* [Aufgabe A] Schreib aus dem Text über Kimchi den Abschnitt wörtlich ab, der mit den Worten um „Kimchi kennt man“ beginnt und mit „Pfirsich und Kohlrabi.“ endet.

* [Zitierter Abschnitt]
———
Kimchi mit Fenchel, Pfirsich und Kohlrabi

Kimchi kennt man als eine Art überkrasses Sauerkraut, dabei ist Kimchi mehr Methode als Rezept und bedeutet einfach »gesalzenes Gemüse«. Hier zeigt unser Kochkolumnist eine Kimchi-Variante mit Fenchel, Pfirsich und Kohlrabi.

Brachial super: Kimchi mit Fenchel, Pfirsich und Kohlrabi

Wir kennen Kimchi aus Korea meist nur in einer einzigen Variante, nämlich als fermentierten Chinakohl in einer ziemlich scharfen Würzpaste mit viel Knoblauch und Ingwer – eine Art überkrasses Sauerkraut. Schmeckt super, aber auch ein bisschen brachial. Doch vielleicht braucht es weder Kohl noch Riesenmengen Knoblauch, denn tatsächlich ist Kimchi mehr Methode als genaues Rezept: das koreanisch-chinesische Schriftzeichen bedeutet einfach »gesalzenes Gemüse«.

Und die Kimchi-Methode als Konservierungsart war schon wichtig in Korea, lange bevor europäische Kolonialisten Chilisamen aus Südamerika nach Asien brachten (nach Korea kam Chili noch ein paar hundert Jahre später als auf den indischen Subkontinent, aber das ist eine andere Geschichte). Die älteste schriftliche Erwähnung von Kimchi stammt jedenfalls aus einer 3000 Jahre alten Gedichtsammlung, darin steht: »An der Böschung des Feldes ist eine Gurke gewachsen. Wenn du sie aufschneidest und einlegst und deinen Vorfahren darbringst, dann werden deine Nachkommen lange leben und du wirst den Segen des Himmels erhalten.« Bisher habe ich meinen Vorfahren zwar weder Kimchi noch Sauerkraut geopfert, mit dem himmlischen Segen sieht es wahrscheinlich nicht so gut aus – aber supergesund sind milchsauer fermentierte Lebensmittel auf jeden Fall. Vor allem für alles, was irgendwie mit dem Stoffwechsel zu tun hat.
———
* [Verwendete Auflistung]
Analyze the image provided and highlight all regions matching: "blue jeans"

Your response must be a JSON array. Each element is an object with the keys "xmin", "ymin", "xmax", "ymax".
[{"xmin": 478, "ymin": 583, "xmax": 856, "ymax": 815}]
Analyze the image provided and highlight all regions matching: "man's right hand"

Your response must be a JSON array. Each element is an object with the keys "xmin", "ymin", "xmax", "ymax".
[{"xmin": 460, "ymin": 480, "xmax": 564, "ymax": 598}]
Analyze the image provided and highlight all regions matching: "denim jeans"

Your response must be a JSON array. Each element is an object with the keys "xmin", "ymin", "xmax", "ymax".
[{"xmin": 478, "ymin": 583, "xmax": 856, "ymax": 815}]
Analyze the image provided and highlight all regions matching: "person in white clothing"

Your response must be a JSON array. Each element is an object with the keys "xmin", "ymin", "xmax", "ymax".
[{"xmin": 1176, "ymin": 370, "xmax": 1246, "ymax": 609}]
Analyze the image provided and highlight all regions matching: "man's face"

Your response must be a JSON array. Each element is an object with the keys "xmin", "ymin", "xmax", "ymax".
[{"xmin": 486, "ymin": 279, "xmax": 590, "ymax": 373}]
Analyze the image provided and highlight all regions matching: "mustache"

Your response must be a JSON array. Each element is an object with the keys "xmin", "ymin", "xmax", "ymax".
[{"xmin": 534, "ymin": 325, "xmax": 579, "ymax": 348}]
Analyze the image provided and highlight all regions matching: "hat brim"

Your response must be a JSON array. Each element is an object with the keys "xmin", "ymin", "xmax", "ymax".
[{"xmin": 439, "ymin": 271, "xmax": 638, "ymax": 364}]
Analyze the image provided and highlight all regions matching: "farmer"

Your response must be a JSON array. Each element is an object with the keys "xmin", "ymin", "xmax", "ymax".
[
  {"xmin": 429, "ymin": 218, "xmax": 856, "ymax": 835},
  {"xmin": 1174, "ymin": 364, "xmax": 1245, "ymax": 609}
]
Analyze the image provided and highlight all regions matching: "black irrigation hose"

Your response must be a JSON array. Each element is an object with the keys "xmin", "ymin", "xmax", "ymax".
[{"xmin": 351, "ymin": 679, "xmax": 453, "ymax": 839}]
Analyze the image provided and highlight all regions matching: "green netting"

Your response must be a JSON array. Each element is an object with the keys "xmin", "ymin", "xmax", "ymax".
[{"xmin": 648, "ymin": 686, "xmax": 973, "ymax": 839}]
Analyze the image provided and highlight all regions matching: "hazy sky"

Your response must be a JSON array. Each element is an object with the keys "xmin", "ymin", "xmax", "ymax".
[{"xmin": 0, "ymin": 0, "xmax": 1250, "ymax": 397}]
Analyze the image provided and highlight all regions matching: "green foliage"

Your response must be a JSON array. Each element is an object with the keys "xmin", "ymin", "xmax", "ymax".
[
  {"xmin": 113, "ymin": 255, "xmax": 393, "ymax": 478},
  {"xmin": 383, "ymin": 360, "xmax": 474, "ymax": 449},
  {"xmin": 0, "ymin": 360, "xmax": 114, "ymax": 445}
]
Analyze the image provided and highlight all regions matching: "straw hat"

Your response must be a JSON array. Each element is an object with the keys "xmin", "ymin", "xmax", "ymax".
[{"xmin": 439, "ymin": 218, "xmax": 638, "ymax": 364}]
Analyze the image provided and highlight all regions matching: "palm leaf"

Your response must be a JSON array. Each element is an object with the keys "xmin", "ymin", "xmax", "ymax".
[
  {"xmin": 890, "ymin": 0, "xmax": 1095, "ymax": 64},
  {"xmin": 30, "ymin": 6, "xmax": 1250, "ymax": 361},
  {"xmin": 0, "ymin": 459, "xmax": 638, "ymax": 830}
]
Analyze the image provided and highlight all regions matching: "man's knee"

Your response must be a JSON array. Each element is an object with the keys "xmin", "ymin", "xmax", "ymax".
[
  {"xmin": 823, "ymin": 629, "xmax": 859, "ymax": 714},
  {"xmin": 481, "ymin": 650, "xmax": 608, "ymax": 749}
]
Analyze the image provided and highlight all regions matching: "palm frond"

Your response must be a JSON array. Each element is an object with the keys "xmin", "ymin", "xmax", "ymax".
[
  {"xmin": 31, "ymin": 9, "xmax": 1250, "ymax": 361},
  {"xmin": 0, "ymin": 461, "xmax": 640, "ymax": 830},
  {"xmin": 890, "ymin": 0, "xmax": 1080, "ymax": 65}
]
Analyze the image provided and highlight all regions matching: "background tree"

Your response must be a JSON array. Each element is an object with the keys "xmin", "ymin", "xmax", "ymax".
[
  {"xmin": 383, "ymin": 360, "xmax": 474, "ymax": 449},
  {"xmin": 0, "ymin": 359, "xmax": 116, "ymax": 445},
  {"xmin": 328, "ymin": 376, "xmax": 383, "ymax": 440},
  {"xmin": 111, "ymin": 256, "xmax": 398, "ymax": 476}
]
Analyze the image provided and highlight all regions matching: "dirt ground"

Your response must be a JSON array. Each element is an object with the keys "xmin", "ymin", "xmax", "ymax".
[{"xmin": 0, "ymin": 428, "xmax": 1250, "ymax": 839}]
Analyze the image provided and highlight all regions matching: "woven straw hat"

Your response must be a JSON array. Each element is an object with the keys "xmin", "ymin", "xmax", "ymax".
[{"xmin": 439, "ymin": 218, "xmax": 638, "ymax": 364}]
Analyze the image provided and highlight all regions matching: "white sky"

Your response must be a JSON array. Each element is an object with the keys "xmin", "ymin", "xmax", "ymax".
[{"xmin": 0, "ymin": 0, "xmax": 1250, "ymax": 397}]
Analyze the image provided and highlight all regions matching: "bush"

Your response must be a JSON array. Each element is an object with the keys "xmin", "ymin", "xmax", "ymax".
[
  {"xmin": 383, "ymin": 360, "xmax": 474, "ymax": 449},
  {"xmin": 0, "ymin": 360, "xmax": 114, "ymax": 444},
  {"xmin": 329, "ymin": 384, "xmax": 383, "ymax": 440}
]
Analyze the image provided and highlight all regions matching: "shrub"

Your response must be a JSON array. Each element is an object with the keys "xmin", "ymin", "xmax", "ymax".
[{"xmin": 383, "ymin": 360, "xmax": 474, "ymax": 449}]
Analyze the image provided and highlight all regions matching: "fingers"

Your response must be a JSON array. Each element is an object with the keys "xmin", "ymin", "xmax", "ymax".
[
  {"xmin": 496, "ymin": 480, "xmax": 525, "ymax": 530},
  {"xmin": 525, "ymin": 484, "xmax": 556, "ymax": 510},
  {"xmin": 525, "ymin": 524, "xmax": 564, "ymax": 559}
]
———
* [Aufgabe B] Zieh aus der Auflistung oben jede Zeile heraus, in der die Zeichenfolge „jeans“ vorkommt. Achte dabei auf Groß- und Kleinschreibung.

* [Lösung A]
Kimchi kennt man als eine Art überkrasses Sauerkraut, dabei ist Kimchi mehr Methode als Rezept und bedeutet einfach »gesalzenes Gemüse«. Hier zeigt unser Kochkolumnist eine Kimchi-Variante mit Fenchel, Pfirsich und Kohlrabi.

* [Lösung B]
Analyze the image provided and highlight all regions matching: "blue jeans"
Analyze the image provided and highlight all regions matching: "denim jeans"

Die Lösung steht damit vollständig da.